▶ Goal
Drop every picture and copy exactly the lines from the one with "Q: Give the pixel coordinates of a point on the tall" through the last line of the listing below.

▶ Stored data
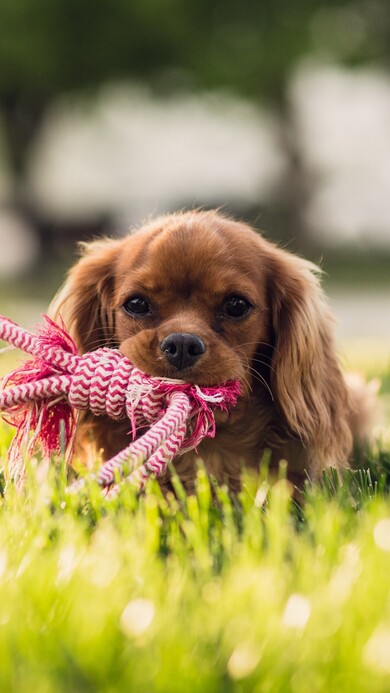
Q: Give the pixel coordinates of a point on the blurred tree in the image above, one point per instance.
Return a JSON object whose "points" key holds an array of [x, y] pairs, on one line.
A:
{"points": [[49, 47]]}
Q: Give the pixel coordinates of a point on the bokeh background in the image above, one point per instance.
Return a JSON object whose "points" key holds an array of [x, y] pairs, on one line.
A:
{"points": [[276, 111]]}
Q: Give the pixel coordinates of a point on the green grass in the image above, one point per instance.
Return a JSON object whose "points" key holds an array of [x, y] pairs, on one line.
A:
{"points": [[206, 593]]}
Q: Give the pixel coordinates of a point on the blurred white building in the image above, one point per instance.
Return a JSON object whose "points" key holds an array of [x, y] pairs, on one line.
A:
{"points": [[131, 156]]}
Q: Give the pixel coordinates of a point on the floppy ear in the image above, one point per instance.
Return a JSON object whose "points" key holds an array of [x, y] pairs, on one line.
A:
{"points": [[84, 302], [306, 380]]}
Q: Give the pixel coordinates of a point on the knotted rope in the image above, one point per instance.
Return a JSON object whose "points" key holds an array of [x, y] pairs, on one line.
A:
{"points": [[42, 398]]}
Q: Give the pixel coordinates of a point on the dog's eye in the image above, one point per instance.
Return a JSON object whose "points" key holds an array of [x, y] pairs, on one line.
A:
{"points": [[236, 307], [137, 306]]}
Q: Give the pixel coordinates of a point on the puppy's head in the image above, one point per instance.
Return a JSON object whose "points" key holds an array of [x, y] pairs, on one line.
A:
{"points": [[181, 298], [202, 298]]}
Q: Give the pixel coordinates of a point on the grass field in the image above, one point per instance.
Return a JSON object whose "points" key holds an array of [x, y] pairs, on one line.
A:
{"points": [[206, 593]]}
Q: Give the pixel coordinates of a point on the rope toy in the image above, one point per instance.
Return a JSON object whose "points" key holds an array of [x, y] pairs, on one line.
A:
{"points": [[44, 395]]}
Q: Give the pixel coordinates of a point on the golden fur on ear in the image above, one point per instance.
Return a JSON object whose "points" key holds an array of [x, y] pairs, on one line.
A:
{"points": [[83, 303], [305, 378]]}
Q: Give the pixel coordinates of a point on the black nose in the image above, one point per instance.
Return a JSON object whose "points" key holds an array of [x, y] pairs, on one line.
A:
{"points": [[182, 349]]}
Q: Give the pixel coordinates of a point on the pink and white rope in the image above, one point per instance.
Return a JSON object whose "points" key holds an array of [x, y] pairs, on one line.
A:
{"points": [[59, 381]]}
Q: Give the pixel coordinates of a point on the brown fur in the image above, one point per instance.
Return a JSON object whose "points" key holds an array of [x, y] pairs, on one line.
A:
{"points": [[295, 401]]}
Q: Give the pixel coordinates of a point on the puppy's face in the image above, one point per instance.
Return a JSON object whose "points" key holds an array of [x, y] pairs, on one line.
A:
{"points": [[205, 299], [189, 301]]}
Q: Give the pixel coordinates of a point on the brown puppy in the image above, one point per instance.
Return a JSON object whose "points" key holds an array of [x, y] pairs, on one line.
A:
{"points": [[201, 297]]}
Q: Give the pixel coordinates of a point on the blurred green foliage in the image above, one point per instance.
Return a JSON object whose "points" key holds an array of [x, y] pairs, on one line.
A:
{"points": [[48, 47]]}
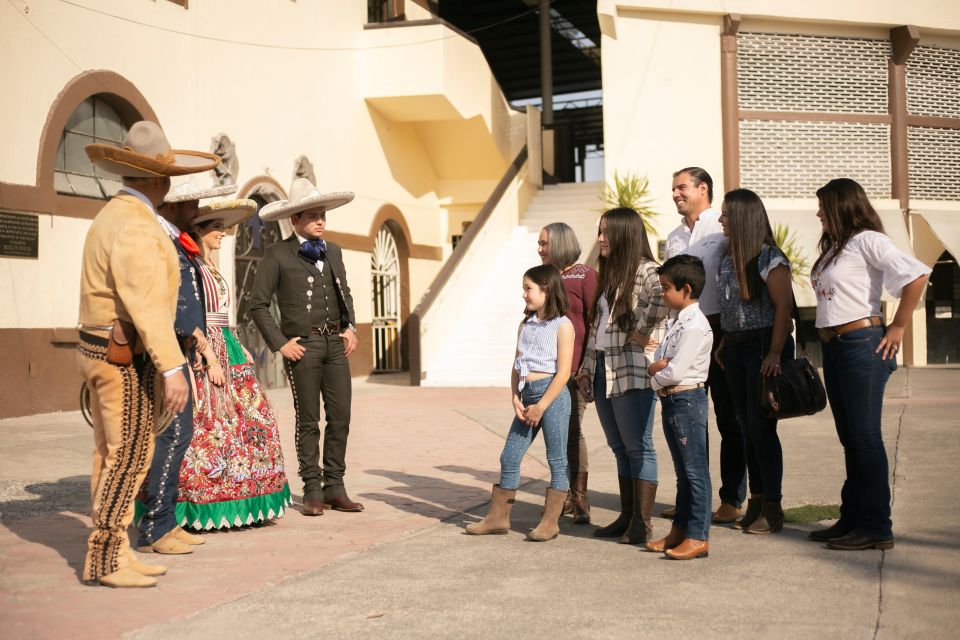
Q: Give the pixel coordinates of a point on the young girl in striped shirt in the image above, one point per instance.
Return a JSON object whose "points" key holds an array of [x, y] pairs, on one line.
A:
{"points": [[538, 385]]}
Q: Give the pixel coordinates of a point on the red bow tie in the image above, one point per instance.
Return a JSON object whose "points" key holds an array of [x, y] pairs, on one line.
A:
{"points": [[189, 245]]}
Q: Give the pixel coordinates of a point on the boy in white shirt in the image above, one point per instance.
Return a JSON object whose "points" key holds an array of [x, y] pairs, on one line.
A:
{"points": [[678, 374]]}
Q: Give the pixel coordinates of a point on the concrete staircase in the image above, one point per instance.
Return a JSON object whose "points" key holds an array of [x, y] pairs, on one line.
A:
{"points": [[479, 350]]}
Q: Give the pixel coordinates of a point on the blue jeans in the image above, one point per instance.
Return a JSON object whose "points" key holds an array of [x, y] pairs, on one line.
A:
{"points": [[855, 377], [555, 425], [627, 422], [159, 516], [685, 428], [741, 363]]}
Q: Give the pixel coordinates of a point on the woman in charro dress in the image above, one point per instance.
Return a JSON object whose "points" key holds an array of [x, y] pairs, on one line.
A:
{"points": [[233, 473]]}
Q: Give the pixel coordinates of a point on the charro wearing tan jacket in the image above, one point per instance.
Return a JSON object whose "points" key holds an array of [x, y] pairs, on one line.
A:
{"points": [[130, 272]]}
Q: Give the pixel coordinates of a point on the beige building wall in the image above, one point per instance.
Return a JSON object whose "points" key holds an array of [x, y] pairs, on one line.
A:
{"points": [[662, 86], [408, 118]]}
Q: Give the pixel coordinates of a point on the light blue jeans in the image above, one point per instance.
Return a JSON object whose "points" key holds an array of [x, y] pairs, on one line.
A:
{"points": [[627, 422], [555, 425]]}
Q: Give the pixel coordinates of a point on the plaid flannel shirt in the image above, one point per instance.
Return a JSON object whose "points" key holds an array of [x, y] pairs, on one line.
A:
{"points": [[626, 364]]}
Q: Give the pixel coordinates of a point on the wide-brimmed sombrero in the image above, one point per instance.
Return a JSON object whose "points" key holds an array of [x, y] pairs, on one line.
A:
{"points": [[145, 153], [191, 190], [304, 196], [230, 211]]}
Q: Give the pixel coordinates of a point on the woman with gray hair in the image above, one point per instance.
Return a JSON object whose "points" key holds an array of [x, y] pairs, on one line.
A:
{"points": [[558, 246]]}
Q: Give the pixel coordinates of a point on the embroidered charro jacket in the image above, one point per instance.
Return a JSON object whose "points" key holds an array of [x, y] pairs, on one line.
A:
{"points": [[300, 289], [626, 363], [130, 272]]}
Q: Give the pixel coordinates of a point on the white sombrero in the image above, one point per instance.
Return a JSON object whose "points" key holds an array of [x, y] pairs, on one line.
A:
{"points": [[304, 196], [230, 211], [145, 153], [191, 190]]}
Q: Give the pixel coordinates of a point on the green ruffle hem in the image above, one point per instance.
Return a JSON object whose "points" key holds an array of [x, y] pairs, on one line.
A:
{"points": [[232, 513]]}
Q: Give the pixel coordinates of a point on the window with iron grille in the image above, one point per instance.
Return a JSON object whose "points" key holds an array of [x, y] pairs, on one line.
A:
{"points": [[842, 82], [933, 91], [93, 121]]}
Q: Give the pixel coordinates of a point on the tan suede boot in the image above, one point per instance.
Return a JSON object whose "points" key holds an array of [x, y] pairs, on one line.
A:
{"points": [[127, 578], [187, 538], [548, 529], [168, 545], [497, 520]]}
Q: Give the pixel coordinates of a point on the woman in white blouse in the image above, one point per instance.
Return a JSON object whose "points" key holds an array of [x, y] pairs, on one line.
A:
{"points": [[857, 259]]}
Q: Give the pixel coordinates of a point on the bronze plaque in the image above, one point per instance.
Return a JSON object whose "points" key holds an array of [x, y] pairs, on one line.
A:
{"points": [[19, 235]]}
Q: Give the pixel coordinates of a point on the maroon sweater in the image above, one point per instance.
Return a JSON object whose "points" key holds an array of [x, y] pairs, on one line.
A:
{"points": [[580, 282]]}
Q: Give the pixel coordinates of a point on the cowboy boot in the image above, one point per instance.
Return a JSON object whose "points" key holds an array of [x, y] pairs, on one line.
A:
{"points": [[581, 506], [753, 511], [497, 520], [673, 539], [689, 549], [617, 528], [548, 529], [639, 529], [770, 521]]}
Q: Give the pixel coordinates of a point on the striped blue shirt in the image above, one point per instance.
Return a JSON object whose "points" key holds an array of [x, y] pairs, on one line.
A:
{"points": [[537, 346]]}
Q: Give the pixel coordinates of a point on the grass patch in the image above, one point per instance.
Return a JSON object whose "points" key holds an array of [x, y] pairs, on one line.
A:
{"points": [[810, 513]]}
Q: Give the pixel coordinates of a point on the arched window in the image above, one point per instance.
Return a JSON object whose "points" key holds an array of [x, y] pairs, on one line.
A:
{"points": [[94, 120]]}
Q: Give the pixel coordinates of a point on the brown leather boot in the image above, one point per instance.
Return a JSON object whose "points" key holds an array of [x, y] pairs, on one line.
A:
{"points": [[497, 520], [640, 528], [548, 529], [770, 521], [619, 526], [578, 499], [754, 509], [689, 549], [673, 539]]}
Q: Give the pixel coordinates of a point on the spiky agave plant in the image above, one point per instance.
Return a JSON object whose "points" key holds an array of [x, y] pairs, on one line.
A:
{"points": [[790, 245], [631, 191]]}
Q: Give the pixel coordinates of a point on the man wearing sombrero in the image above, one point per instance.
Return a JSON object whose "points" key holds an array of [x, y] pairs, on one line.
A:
{"points": [[159, 530], [128, 298], [316, 335]]}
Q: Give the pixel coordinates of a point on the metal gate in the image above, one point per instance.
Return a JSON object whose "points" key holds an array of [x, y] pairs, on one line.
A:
{"points": [[253, 236], [385, 271]]}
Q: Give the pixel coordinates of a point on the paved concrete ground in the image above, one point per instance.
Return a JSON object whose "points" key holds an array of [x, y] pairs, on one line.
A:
{"points": [[422, 461]]}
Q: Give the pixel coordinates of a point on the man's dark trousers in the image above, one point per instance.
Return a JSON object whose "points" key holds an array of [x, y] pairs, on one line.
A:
{"points": [[733, 462], [322, 373]]}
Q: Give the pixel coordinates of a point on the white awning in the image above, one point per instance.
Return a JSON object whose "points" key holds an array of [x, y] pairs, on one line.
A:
{"points": [[944, 220], [800, 217]]}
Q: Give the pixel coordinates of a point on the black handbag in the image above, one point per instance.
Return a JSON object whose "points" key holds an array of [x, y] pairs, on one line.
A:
{"points": [[797, 390]]}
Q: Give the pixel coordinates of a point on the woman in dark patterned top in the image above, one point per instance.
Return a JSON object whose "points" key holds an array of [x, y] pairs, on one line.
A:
{"points": [[756, 300], [558, 246], [627, 320]]}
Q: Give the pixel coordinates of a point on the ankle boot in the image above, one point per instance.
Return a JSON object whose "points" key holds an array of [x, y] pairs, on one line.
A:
{"points": [[578, 495], [753, 511], [673, 539], [617, 528], [640, 528], [548, 529], [770, 521], [497, 520]]}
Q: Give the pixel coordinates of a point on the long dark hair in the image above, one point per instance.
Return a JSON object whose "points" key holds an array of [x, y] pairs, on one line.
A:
{"points": [[547, 277], [617, 273], [846, 212], [749, 229]]}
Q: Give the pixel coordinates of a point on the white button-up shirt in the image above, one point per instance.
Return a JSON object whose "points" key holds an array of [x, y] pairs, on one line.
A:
{"points": [[706, 242], [688, 345]]}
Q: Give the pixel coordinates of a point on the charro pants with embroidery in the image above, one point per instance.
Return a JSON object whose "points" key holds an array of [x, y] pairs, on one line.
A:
{"points": [[159, 515], [122, 403]]}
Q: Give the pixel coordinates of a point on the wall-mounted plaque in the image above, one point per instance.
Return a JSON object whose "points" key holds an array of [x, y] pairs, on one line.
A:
{"points": [[19, 235]]}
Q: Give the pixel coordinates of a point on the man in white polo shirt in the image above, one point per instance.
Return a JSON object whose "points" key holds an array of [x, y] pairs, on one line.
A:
{"points": [[701, 235]]}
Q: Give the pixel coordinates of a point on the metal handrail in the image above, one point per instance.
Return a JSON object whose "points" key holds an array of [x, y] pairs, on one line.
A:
{"points": [[450, 267]]}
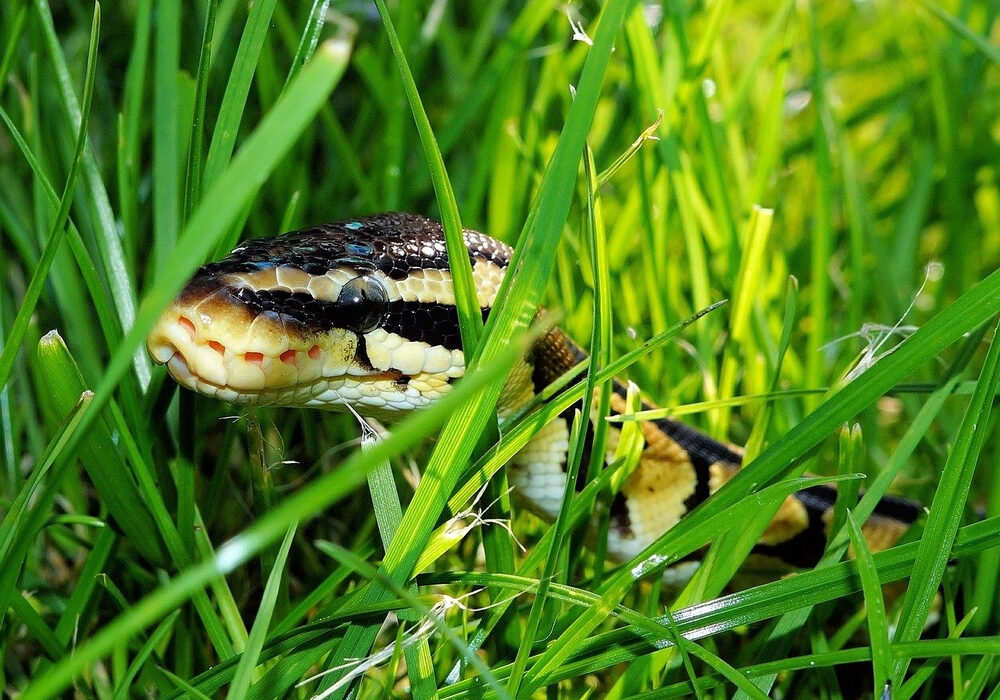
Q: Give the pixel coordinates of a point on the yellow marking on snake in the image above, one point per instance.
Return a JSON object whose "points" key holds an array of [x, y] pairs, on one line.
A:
{"points": [[361, 313]]}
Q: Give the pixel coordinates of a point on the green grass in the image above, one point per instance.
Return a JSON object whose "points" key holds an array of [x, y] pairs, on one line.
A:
{"points": [[690, 154]]}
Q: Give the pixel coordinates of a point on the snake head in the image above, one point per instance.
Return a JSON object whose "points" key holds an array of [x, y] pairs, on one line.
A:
{"points": [[360, 312]]}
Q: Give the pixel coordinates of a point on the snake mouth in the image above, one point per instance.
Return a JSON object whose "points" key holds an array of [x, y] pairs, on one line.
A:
{"points": [[216, 360]]}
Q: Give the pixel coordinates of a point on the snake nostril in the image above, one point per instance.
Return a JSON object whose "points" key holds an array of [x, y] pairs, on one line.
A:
{"points": [[185, 323]]}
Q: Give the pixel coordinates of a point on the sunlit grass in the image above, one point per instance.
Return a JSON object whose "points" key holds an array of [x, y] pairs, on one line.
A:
{"points": [[734, 146]]}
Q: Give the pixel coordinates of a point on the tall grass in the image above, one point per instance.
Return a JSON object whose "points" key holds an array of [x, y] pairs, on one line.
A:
{"points": [[829, 168]]}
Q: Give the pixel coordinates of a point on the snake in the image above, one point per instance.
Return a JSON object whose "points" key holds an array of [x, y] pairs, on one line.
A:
{"points": [[361, 315]]}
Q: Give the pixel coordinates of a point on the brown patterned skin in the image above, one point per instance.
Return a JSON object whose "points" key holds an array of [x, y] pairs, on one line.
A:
{"points": [[362, 312]]}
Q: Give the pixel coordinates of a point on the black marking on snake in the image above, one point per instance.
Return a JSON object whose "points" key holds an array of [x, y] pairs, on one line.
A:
{"points": [[429, 322], [702, 451], [396, 244], [805, 548]]}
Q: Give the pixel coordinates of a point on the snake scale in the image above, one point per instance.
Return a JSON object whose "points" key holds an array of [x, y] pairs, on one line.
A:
{"points": [[362, 313]]}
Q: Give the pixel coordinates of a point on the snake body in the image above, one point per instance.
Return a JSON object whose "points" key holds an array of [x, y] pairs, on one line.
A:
{"points": [[362, 313]]}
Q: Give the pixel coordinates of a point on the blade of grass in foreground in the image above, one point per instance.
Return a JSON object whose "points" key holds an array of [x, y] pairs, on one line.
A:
{"points": [[223, 203], [12, 344], [519, 298], [969, 311], [948, 507], [300, 507]]}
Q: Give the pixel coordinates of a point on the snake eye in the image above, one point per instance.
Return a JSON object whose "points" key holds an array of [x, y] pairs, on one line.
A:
{"points": [[362, 304]]}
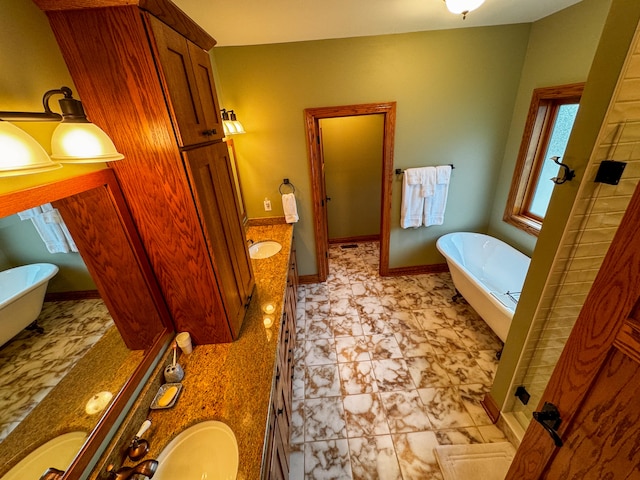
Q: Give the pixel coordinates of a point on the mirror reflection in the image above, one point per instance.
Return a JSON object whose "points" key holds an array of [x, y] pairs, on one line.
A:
{"points": [[59, 375]]}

▶ Response for this exercise
Q: Give the pixel coordinates of a point on the tall grass in the image above, one point per instance.
Return a JSON object whose "points" key holds an array of [x, y] pairs, on one line.
A:
{"points": [[829, 168]]}
Q: Give the pixel coordinates of a point on the snake in the image above, one point per instance.
Return a JSON object whose "points" key holds an array of [x, y] pairs, on one line.
A:
{"points": [[361, 315]]}
Q: Give the pixel coordinates of a point on the brown patterned skin in the image above, one point per instance.
Return a JSON object whose "points" key holds an array of [x, y] pairs, on one line.
A:
{"points": [[362, 312]]}
Q: Give the pixel coordinates of a point on the black marking on snake in the image above, one point per instance.
Return a JSON object whose "points" key holds an array of [x, y] pairs, on one line.
A:
{"points": [[429, 322], [702, 451], [396, 244], [805, 548]]}
Q: Give the pixel coordinates of a point on the snake scale in the image above, one point per instance.
Return a JSON object whose "points" key holds an array of [x, y] pairs, on one line.
A:
{"points": [[362, 313]]}
Q: Give the pixel coordinates of a point on the snake body in the image above, one point per instance.
Return a JSON object whose "points" key holds an array of [x, y] pairs, on one line.
A:
{"points": [[362, 313]]}
Q: Give the pixel coordinates of a point on the blade of grass in foreground in the image above, one point per instance.
Return a JSON object whose "points" key holds an array of [x, y] pairs, on one line.
A:
{"points": [[223, 203], [12, 344], [519, 298], [969, 311], [948, 507], [300, 507]]}
Q: Give the pixel coordinates of a point on the snake eye in the image above, one point per instance.
Return a JSON object whose "points" key holds an array of [x, y] pairs, on one line.
A:
{"points": [[362, 304]]}
Q: Give the pixel coordinates of a point on the mirror reflection in the image above, one point per instance.
Return a JSON object whose "points" key holds an array of [x, y] pairs, on one line.
A:
{"points": [[59, 375]]}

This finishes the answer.